_TASK OBJECTIVE_. Would you print out all of the data exactly and keep the pictures out of it?

......

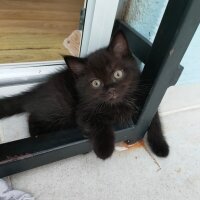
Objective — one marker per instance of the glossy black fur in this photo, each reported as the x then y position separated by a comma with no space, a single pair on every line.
68,99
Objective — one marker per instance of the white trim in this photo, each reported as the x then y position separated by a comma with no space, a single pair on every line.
31,64
99,21
100,17
24,73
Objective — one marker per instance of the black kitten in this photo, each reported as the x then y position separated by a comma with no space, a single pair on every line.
93,93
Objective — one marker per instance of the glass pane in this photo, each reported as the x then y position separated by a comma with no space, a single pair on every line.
34,30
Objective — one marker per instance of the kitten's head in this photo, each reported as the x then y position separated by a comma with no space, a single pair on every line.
108,75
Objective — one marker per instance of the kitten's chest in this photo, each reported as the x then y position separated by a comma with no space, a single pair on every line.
121,114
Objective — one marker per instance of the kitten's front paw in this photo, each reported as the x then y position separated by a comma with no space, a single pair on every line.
104,152
104,149
160,149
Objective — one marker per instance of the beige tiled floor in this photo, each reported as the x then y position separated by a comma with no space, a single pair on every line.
129,175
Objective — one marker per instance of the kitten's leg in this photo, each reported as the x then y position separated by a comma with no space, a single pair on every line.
156,138
103,141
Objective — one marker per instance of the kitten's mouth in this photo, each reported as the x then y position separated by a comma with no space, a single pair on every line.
114,98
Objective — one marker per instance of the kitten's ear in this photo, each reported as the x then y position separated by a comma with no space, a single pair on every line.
119,45
75,64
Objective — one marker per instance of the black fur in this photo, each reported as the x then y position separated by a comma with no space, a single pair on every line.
69,99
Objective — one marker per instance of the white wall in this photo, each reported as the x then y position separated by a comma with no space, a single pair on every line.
145,17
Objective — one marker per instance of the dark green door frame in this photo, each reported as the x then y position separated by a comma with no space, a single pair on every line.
162,69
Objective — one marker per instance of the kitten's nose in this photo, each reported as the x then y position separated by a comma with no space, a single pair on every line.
112,93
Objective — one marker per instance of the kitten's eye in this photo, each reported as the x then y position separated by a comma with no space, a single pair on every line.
118,74
96,83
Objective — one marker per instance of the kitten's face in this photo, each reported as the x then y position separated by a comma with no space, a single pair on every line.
107,76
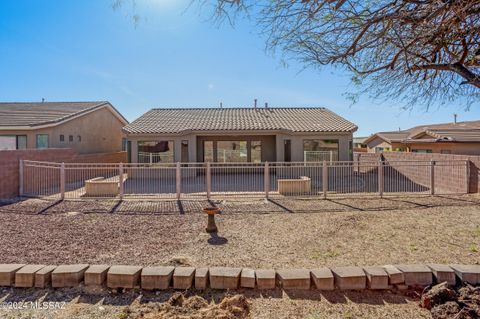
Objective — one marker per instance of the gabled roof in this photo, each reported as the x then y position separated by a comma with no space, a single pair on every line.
40,114
468,131
446,135
183,120
390,137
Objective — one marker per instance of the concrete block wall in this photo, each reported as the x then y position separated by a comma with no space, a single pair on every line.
388,277
464,177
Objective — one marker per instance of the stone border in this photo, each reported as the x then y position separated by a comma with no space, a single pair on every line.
388,277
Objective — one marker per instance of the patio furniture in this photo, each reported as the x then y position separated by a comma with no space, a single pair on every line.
295,186
101,186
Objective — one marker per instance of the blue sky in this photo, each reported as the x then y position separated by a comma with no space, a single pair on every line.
85,50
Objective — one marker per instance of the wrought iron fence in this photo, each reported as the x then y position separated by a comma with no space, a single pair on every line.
224,180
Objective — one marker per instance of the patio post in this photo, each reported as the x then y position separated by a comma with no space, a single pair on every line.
20,178
62,181
266,179
120,180
432,177
380,178
325,179
178,179
467,176
209,179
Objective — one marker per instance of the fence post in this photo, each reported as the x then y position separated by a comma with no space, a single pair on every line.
62,181
380,178
325,179
178,179
20,178
266,179
467,176
432,177
120,179
209,180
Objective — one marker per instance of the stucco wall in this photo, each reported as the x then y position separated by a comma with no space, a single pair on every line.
100,131
272,144
455,148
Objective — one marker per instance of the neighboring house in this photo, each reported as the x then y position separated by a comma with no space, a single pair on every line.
239,135
359,144
86,127
446,138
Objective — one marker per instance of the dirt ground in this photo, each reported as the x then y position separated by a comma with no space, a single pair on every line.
252,233
211,304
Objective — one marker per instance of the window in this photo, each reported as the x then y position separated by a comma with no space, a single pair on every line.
382,149
21,142
256,151
13,142
320,150
232,151
287,150
8,142
42,140
422,151
184,152
155,152
208,151
124,144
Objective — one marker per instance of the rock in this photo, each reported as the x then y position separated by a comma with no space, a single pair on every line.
446,311
437,295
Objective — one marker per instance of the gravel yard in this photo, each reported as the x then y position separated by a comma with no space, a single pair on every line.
252,233
255,233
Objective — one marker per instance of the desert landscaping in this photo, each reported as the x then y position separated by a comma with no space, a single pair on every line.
255,233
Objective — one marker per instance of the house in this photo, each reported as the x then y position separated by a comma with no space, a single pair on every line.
446,138
86,127
239,135
359,144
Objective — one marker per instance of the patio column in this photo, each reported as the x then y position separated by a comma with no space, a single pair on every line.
134,151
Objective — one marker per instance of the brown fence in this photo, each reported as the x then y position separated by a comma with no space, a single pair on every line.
226,180
9,164
443,180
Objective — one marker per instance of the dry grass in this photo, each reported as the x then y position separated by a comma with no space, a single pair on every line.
252,233
287,233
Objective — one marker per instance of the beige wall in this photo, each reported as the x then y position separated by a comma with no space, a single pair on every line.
272,144
454,148
378,142
100,131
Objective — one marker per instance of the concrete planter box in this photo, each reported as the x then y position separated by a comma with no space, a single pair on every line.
302,185
100,186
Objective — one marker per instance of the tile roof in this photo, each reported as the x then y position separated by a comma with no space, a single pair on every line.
42,113
468,131
447,135
394,136
182,120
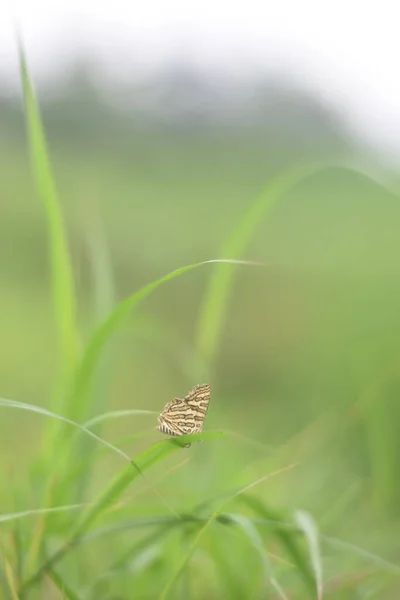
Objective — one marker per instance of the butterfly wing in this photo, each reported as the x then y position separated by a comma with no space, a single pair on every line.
186,416
173,419
198,400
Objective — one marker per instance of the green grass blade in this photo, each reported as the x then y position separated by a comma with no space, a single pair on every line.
116,414
114,490
80,396
170,583
307,525
61,270
47,413
286,537
213,309
255,539
63,587
39,511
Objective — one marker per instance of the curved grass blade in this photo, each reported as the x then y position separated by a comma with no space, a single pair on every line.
170,583
286,537
80,394
113,492
307,525
48,413
116,414
66,591
8,572
255,539
61,270
39,511
213,308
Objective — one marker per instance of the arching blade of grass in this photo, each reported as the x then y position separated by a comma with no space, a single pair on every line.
255,539
116,414
8,572
214,306
170,583
39,511
286,537
66,591
308,527
104,295
47,413
80,395
113,492
135,550
61,270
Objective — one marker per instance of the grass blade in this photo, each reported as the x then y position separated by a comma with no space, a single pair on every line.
211,317
251,532
286,537
116,414
8,572
48,413
170,583
307,525
61,270
113,491
60,584
39,511
80,395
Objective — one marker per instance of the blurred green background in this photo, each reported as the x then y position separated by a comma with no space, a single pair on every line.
307,369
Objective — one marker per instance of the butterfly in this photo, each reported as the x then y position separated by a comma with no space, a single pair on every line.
186,415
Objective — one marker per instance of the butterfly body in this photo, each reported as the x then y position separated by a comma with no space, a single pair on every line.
184,416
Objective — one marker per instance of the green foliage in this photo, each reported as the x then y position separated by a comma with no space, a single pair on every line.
181,522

......

_RESULT FOR THIS EXERCISE_.
Objective — one marker per instance of the glossy black fur in this photo, each reported as the x then y position separated by a comma with no space, a single pair on every line.
68,99
Objective — one marker per instance of the white trim in this photo, each reported as the x then y position separated by a comma with no space, a single pair on every line.
31,64
99,21
100,17
24,73
Objective — one marker per instance of the black kitten in this photo, each reported as the x then y position separated by a comma with no space, a single pair on every line.
93,93
Objective — one marker per instance of the glass pane in this photo, each reported as the x then y position separated by a comma with no space, a single pair on every line.
34,30
Objective — one marker per instance of the kitten's head in this photo, each reported as the x then y position separated by a comma with no space, a single pair on every line.
108,75
Objective — one marker per instance of the kitten's chest in this photo, each reported as the x then y position separated by a comma with no space, a single pair on every line.
121,114
Objective — one marker per instance of the kitten's front paw in this photo, each reported as the x then y position separated by a comma with no space, a single pair on every line.
104,152
104,149
160,149
Objective — one marker per instance of the beige tiled floor in this photo, each reported as the x then y position separated by a comma with no space, a single pair on every line.
129,175
Objective — one marker per instance of the kitten's leg in this photo, each reported as the x then y position separated by a comma with no space, a single pair on every line.
156,138
103,141
Objective — one marker per instance of the kitten's mouth in this photo, each reported as the x then y position separated by a comma with no space, a single pair on every line.
114,98
Objective — one marker per instance of the kitten's ear in this photo, each reported as the x then y position separated by a comma with no space, a single pair on every line.
119,45
75,64
Objective — one marker per instance of the black fur in this photo, each reported as the x then y position separated by a comma with no space, a single pair on every line.
69,99
Objective — one marker per instance of the white wall in this photo, each reported as the x then y position separated by a comma with no space, a single pair on every line.
145,17
Objective — one marker per instance of the dark green door frame in this photo, each reported as the x then y position separated by a comma with no space, a single pair on every line.
162,69
Objective — one marker per instance of the kitten's nose in this photo, each reported as the x then y position separated by a comma with no space, a single pair on every line.
112,93
Objective — one marker per instance of the kitten's eye in this photo, each reported as the x then y position separated by a comma with no space, a single pair on every line.
118,74
96,83
Objective — one marker per instance of the kitten's face in this photo, each reported as the x then y position separated by a comma with no space, a single pair on every line.
107,76
Objective — one marker per instance of the gabled roof in this photo, each reported as the x then y position separated by a comma with no space, a single pair on every line.
40,114
468,131
446,135
183,120
390,137
Objective — one marker per instance of the concrete block wall in this photo, each reported as the x then y position separated by a comma with no space, a single pair on every line.
388,277
464,177
Objective — one marker per instance of the stone border in this photo, each reported as the x then y position separated by a comma with no space, a single pair on every line.
388,277
Objective — one marker per instance of the patio furniture in this photo, each reported as the x then y position separated by a comma with no space, a single pair on every line.
295,186
101,186
Objective — one marker per instance of the blue sky in this photo, each reported as the x then y position separated by a comma with no space, a single pair on every line.
85,50
Objective — one marker per instance of the wrought iron fence in this photo, each reported as the x then y position separated by a comma with no space, a single pair on every line.
224,180
Objective — one marker per instance of the patio post in this photo, each reported as the x then y position separated by a comma with no space, a single pair on every line.
20,178
62,181
266,179
120,180
432,177
380,178
325,179
178,179
467,176
209,179
Objective — one marker per instance of the fence post in this photo, each reported as the x then y position separated by a comma with no space, a single pair on every line.
62,181
380,178
325,179
178,179
20,178
266,179
467,176
432,177
120,179
209,180
Objective — one marker per instance of the stucco wall in this photo, each reported as the x then y position separated by a comma with no space, a single pair on every line.
100,131
272,144
455,148
Objective — one marker per instance of the neighboring house in this photo, each reported as the x then y position separated by a comma with no space, a single pair on every line.
239,135
359,144
86,127
446,138
Objective — one marker per instance of the dirt ground in this photo, each reported as the x then y position separated by a comma with no space, a single pair on every line.
252,233
211,304
Objective — one marker per instance of the window in this photo, each reported as the x then y position separated by a comma with no space, a single pair on every line.
382,149
21,142
256,151
13,142
320,150
232,151
287,150
8,142
42,140
422,151
184,152
155,152
208,151
124,144
Objective — one marker per instance of the rock in this photo, each reported as the x then y position separated by a comma with no space, a single pair on every line.
446,311
437,295
Objective — one marker per instance of the gravel yard in this photo, each reported as the x then y position separated by a comma with no space, a single pair on every line.
252,233
255,233
Objective — one marker per instance of the desert landscaping in this photo, each reported as the x then y position separated by a comma with no space, a single pair on every line.
255,233
Objective — one marker per instance of the house in this photo, each reported as the x then y position separated by a comma with no space, a single pair on every line.
446,138
86,127
239,135
359,144
Objective — one marker per instance of the patio column in this photo, each reported as the x then y position separated by a comma with no space, a single pair on every line.
134,151
Objective — one marker per instance of the brown fence in this photo, each reported as the x then y position separated by a comma with no space, a single pair on every line.
226,180
9,164
443,180
Objective — one marker per instance of the dry grass in this photo, each reported as the x then y position separated by a comma with no space, a single pair on every line.
252,233
287,233
Objective — one marker per instance of the beige wall in this photo, each reported as the x then y position separated by a comma with no space, a single pair on every line.
272,144
454,148
378,142
100,131
Objective — one marker per instance of the concrete planter box in this photo, each reported as the x then y position separated by a comma with no space, a single pair on every line.
302,185
100,186
Objective — one marker per instance of the tile roof in this photo, each reported as the x then y position separated by a comma with no space, a single pair on every line.
42,113
468,131
447,135
394,136
182,120
Objective — one marker per instance of the butterfly wing in this photo, each reported as the x then y position separated by a comma with no space, a single pair on every line.
186,416
173,419
198,400
Objective — one marker per instance of the green grass blade in this photo, each reported as the x then y position separated by a comma with no space, a single pair on every line.
116,414
114,490
80,396
170,583
307,525
61,270
47,413
286,537
213,309
255,539
63,587
39,511
Objective — one marker per instance of the curved grass blade in this photo, each reported as the x then y position separated by a comma with no space, a single pair on every line.
170,583
286,537
80,394
113,492
307,525
48,413
116,414
66,591
8,572
255,539
61,270
39,511
213,308
Objective — one marker per instance of the arching blade of grass in this photo, each reported as the x then y position separated by a comma with no space, a single pair on every line.
255,539
116,414
8,572
214,306
170,583
39,511
286,537
66,591
308,527
104,295
47,413
80,395
113,492
135,550
61,270
Objective — one marker per instance of the grass blade in this photo, each reported as the x then y position separated by a comma with no space, a single pair on every line.
211,317
251,532
286,537
116,414
8,572
48,413
170,583
307,525
61,270
113,491
60,584
39,511
80,395
Objective — one marker per instance of the blurred green background in this photo, each reported as the x then y position separated by a comma with no space, a single pair on every line.
307,369
Objective — one marker per instance of the butterfly in this photo, each reported as the x then y position separated by a comma with no space, a single pair on every line.
186,415
Objective — one marker per instance of the butterfly body in this photo, each reported as the x then y position separated by a comma with no space, a single pair on every line.
184,416
Objective — one marker per instance of the green foliage in this photo, each reported as the x then y position separated by a comma with no space, a single pair on every line.
181,522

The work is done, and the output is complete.